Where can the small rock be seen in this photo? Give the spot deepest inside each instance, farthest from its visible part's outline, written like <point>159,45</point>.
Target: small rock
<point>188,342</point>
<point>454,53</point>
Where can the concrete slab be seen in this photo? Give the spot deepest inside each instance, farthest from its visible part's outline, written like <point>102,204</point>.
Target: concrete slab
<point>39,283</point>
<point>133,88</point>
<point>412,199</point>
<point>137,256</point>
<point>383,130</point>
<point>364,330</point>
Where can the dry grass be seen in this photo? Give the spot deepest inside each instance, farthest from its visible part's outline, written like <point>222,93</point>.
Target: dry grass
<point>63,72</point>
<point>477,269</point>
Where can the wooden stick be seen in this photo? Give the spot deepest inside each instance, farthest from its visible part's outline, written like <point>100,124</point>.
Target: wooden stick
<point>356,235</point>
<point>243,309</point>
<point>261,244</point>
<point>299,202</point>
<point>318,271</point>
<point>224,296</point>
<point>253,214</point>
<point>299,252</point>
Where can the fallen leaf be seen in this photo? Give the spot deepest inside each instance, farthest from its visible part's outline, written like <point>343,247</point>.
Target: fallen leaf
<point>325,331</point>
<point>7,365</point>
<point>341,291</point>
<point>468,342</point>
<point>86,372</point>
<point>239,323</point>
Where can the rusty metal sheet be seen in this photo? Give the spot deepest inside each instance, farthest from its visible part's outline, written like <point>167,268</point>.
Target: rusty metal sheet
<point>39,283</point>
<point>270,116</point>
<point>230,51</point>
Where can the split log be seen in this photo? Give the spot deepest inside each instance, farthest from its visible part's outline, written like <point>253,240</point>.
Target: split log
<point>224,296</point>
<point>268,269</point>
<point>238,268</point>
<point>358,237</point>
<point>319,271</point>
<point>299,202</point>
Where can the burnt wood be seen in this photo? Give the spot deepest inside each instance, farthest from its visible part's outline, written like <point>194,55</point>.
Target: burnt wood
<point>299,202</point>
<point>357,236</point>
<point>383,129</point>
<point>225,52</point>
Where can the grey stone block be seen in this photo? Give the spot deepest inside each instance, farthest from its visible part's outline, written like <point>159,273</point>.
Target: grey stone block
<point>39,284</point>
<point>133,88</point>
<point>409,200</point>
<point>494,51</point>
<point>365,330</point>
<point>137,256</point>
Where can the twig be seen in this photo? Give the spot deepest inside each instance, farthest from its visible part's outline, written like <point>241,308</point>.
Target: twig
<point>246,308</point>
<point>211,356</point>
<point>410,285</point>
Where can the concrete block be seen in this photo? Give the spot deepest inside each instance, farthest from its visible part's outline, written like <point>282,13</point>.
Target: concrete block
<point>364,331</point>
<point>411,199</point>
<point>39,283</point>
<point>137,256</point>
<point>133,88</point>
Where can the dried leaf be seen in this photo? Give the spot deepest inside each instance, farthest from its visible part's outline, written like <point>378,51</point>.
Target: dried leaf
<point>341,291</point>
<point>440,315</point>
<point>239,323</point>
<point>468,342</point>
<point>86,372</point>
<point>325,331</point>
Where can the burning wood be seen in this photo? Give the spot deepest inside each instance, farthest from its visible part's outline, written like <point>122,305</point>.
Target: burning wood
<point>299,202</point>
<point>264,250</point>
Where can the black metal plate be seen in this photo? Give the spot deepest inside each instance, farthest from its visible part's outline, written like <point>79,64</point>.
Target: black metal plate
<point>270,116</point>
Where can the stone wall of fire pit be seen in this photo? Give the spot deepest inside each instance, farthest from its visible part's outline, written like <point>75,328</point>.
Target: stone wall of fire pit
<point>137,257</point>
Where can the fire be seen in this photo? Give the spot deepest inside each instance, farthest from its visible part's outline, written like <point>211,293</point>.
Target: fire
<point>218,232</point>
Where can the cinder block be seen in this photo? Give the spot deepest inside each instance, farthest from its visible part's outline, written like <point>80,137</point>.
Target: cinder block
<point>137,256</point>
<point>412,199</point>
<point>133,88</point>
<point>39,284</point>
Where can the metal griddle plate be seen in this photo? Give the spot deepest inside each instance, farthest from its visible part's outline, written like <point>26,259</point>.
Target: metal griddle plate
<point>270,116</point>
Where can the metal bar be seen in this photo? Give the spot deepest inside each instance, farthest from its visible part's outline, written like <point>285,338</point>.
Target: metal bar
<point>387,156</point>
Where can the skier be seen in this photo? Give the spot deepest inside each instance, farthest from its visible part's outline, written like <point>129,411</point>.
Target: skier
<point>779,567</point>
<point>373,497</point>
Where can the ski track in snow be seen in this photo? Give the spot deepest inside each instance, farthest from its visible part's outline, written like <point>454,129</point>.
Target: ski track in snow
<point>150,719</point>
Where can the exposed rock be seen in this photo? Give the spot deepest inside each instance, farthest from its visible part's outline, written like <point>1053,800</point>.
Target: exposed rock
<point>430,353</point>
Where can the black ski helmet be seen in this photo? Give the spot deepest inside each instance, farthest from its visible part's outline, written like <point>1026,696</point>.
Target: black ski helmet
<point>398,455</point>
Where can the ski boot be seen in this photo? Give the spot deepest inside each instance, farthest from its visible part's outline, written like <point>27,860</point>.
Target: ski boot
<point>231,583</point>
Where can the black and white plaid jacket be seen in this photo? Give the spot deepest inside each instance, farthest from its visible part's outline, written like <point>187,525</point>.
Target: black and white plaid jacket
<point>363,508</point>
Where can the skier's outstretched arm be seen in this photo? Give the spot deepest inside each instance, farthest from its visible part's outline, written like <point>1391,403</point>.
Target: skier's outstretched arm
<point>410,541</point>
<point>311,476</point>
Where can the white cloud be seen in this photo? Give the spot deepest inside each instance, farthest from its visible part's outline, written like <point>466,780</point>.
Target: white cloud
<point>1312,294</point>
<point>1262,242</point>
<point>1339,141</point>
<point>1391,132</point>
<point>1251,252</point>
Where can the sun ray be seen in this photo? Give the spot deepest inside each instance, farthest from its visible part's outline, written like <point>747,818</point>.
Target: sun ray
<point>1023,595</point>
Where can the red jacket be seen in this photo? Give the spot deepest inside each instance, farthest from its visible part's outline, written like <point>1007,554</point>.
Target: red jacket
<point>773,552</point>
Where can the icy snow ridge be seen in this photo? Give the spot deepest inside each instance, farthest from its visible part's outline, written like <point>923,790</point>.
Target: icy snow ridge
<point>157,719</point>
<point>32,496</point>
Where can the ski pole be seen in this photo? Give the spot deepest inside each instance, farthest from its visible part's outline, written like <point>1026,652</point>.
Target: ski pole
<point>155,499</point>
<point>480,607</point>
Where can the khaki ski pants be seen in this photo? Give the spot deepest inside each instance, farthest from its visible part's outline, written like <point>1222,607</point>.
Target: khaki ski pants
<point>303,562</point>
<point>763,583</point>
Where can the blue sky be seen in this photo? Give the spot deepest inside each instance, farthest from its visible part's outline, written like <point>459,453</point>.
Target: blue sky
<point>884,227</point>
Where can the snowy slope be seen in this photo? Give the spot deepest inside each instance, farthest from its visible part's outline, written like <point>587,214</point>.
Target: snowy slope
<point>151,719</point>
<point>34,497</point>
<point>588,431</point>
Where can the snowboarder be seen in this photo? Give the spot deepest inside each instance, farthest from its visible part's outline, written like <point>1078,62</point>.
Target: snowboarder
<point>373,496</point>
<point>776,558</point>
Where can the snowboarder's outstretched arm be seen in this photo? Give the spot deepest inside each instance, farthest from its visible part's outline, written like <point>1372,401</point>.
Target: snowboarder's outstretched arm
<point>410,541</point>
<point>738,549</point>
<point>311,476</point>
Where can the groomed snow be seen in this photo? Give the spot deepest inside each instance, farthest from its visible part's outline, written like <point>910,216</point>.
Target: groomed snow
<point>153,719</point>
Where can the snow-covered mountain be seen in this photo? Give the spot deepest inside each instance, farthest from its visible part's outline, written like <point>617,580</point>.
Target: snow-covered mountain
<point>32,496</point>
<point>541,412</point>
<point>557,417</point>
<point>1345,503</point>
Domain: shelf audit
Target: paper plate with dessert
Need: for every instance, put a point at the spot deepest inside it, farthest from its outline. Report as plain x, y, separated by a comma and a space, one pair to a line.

__________

● **Work to complete**: Copy exactly the lines above, from the one containing "Target: snow-covered mountain" through the very last line.

● **Result of this task**:
Target: snow-covered mountain
<point>32,496</point>
<point>541,412</point>
<point>557,417</point>
<point>1345,503</point>
Domain: shelf audit
Target: paper plate with dessert
Need: for every instance, put a point at the spot deepest inside it, farthest from its outline. Report as plain x, y, separated by a comma and a space, one pair to a line.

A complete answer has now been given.